◆ DOCUMENT SECTION
────

That "on the merits" adjudication is entitled to deference. See 28 U.S.C. § 2254(d). And Sturgis has not shown that the state trial court's factual determinations about the enacting clause are unreasonable. See 28 U.S.C. § 2254(d)(2). Nor has he identified any U.S. Supreme Court decision finding a statute unconstitutional because the version of the statute found in a compilation of laws lacked an enacting clause or any Supreme Court case that being convicted under such a law would violate due process. See 28 U.S.C. § 2254(d)(1). This Court thus cannot grant Sturgis a writ on his enacting-clause claim.
Also in claim III, Sturgis argues that the statutes he violated were invalid for another, related reason. He points out the Michigan Constitution contains a provision that states, "No law shall embrace more than one object, which shall be expressed in its title." (ECF No. 1, PageID.34-36 (citing Mich. Const. art IV, § 24).) And, according to Sturgis, the laws he violated embraced more than one object. (See id.)
The state trial court addressed this claim too. It said in part, "A violation [of the Title-Object Clause of the Michigan Constitution] exists only where the law contains subjects so diverse that they have no necessary connection. A review of the relevant statutes shows that, while the statutes may describe several different ways of committing an offense, the provisions of each statute directly relate to the objects of the statutes." People v. Sturgis, No. 12-240961, slip op. at 5 (Mich. 6th Cir. Ct. May 11, 2016) (citations omitted) (PageID.1119).

────

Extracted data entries
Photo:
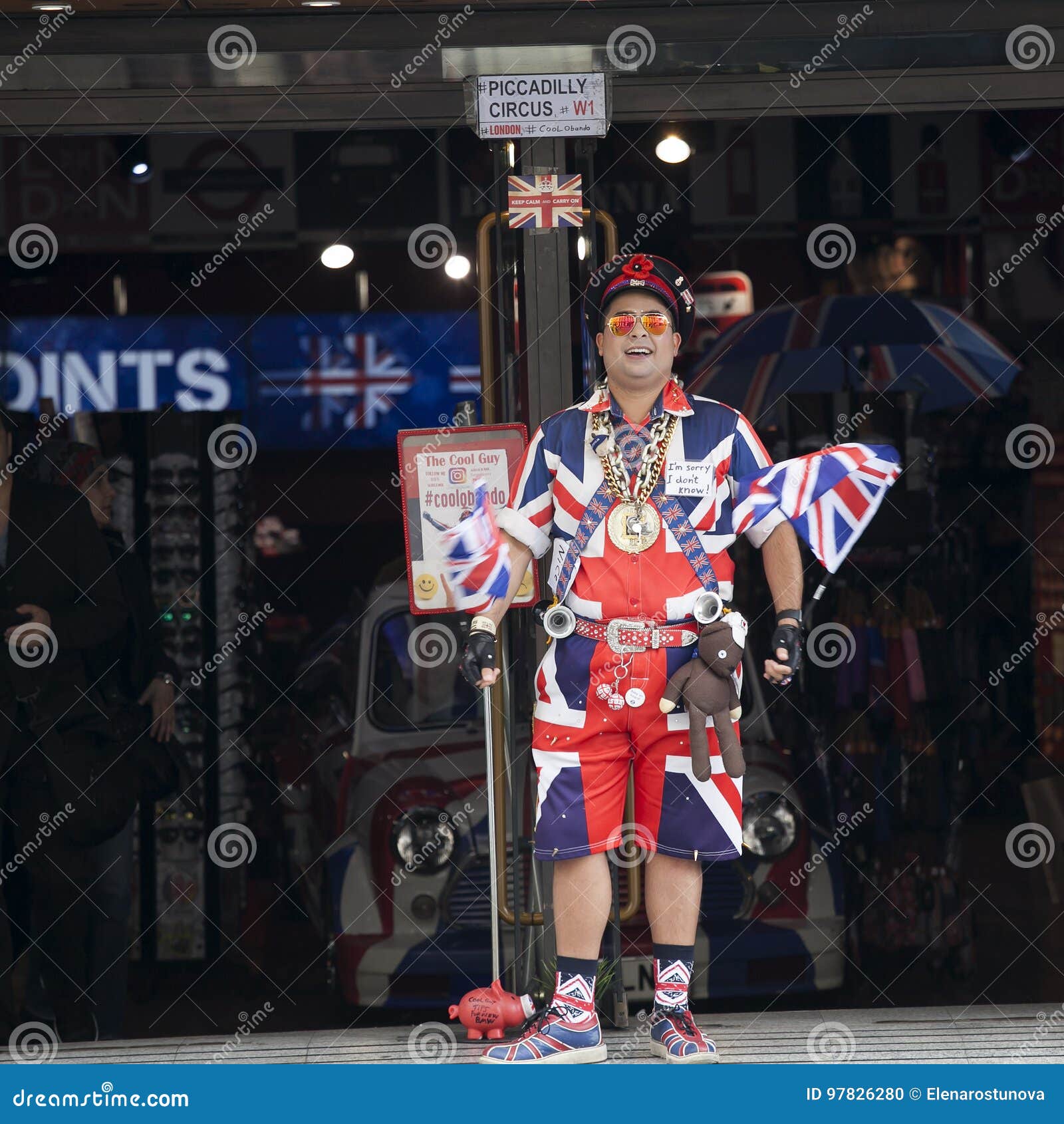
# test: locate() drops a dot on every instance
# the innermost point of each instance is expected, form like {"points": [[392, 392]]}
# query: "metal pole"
{"points": [[489, 749]]}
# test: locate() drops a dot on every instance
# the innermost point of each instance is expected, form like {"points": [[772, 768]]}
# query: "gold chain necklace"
{"points": [[634, 525]]}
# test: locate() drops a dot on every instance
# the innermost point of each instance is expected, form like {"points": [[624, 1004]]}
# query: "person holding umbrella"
{"points": [[632, 492]]}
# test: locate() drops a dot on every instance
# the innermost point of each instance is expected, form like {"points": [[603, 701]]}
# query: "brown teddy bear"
{"points": [[706, 685]]}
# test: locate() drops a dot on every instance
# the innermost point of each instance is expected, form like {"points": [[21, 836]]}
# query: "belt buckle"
{"points": [[612, 635]]}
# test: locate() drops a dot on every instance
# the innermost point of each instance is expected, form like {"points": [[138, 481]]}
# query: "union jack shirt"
{"points": [[559, 493]]}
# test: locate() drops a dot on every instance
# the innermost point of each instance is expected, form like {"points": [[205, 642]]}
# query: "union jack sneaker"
{"points": [[676, 1038], [567, 1031]]}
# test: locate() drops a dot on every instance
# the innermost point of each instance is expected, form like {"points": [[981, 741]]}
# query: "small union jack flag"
{"points": [[829, 496], [544, 200], [477, 555]]}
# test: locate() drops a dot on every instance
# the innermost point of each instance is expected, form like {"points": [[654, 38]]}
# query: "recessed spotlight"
{"points": [[672, 150], [337, 255]]}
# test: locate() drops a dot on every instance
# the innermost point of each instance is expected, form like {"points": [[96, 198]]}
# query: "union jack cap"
{"points": [[644, 271]]}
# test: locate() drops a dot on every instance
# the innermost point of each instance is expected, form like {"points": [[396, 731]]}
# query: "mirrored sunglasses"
{"points": [[658, 324]]}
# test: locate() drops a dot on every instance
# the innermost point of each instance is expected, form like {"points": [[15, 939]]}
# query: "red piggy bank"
{"points": [[488, 1012]]}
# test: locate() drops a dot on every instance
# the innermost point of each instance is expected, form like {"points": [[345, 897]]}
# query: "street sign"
{"points": [[541, 106]]}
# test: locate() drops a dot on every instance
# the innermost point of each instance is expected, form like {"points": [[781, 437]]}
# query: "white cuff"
{"points": [[757, 534], [521, 529]]}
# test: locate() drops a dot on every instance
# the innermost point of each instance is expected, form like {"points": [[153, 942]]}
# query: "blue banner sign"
{"points": [[338, 380]]}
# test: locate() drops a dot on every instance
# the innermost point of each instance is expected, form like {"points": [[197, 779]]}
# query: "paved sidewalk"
{"points": [[915, 1034]]}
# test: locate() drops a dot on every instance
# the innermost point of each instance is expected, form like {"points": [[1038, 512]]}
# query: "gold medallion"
{"points": [[634, 527]]}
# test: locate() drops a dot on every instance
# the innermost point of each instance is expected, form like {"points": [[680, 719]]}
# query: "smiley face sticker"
{"points": [[425, 587]]}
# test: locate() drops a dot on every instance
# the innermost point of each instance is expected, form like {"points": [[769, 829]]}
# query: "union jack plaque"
{"points": [[544, 200]]}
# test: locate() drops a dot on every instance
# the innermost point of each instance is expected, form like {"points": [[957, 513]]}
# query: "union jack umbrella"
{"points": [[876, 343], [477, 555], [544, 200], [829, 496]]}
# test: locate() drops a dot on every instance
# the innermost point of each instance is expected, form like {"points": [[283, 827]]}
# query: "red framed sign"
{"points": [[438, 472]]}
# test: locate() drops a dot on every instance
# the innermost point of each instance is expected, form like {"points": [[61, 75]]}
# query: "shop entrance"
{"points": [[190, 316]]}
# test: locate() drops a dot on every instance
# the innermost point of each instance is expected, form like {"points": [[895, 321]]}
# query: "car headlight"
{"points": [[770, 824], [423, 840]]}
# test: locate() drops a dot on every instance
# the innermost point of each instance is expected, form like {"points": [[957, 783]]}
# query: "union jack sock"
{"points": [[575, 988], [673, 1032], [673, 964]]}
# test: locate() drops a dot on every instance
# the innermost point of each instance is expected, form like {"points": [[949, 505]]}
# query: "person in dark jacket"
{"points": [[59, 597], [132, 667]]}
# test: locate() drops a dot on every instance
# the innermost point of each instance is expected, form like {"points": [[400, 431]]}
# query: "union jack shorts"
{"points": [[585, 749]]}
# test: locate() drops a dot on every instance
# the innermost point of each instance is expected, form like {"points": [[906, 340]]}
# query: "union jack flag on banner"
{"points": [[829, 496], [477, 557], [544, 200]]}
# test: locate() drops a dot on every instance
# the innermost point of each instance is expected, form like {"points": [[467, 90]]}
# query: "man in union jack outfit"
{"points": [[632, 493]]}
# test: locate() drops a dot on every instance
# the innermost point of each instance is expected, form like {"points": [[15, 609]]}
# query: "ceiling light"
{"points": [[337, 255], [672, 150]]}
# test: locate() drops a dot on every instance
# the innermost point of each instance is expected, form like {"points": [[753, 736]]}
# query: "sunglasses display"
{"points": [[658, 324]]}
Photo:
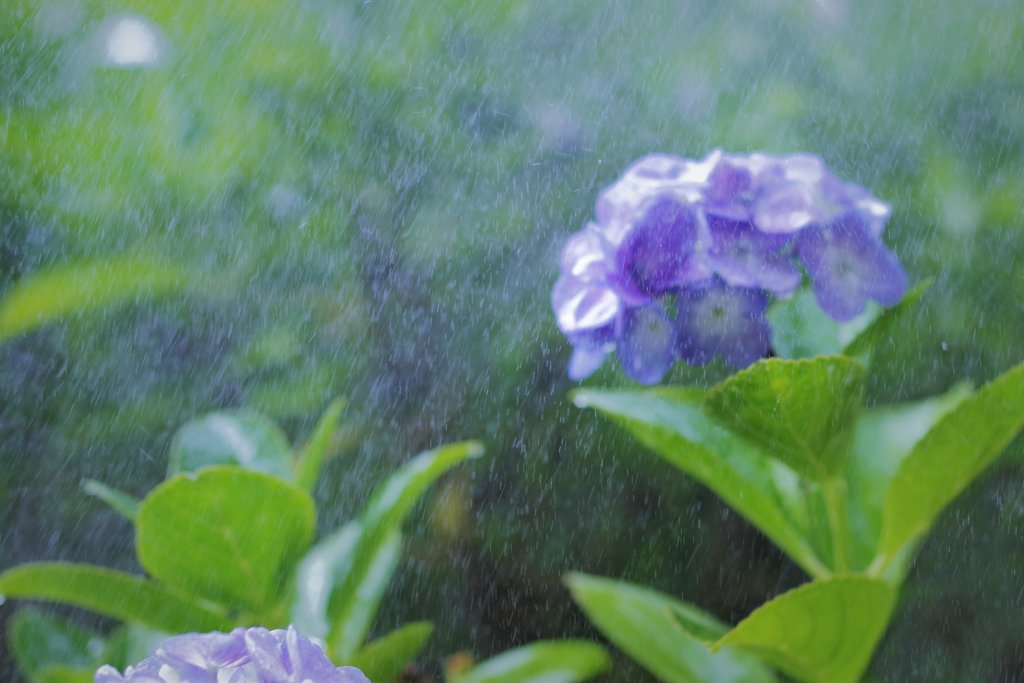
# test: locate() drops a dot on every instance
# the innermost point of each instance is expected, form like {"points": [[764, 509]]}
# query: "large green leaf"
{"points": [[801, 330], [674, 425], [130, 643], [881, 328], [316, 450], [62, 674], [801, 412], [671, 639], [114, 594], [956, 450], [61, 291], [822, 632], [884, 437], [238, 437], [379, 523], [39, 641], [543, 662], [228, 535], [384, 658], [351, 624], [324, 566]]}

────

◆ WHAT IS EXPECTED
According to the opinion excerpt, when did the state trial court say a violation of the Title-Object Clause of the Michigan Constitution exists? The data entries above are not required.

◆ EXPECTED ANSWER
Such a violation exists only where the law contains subjects so diverse that they have no necessary connection.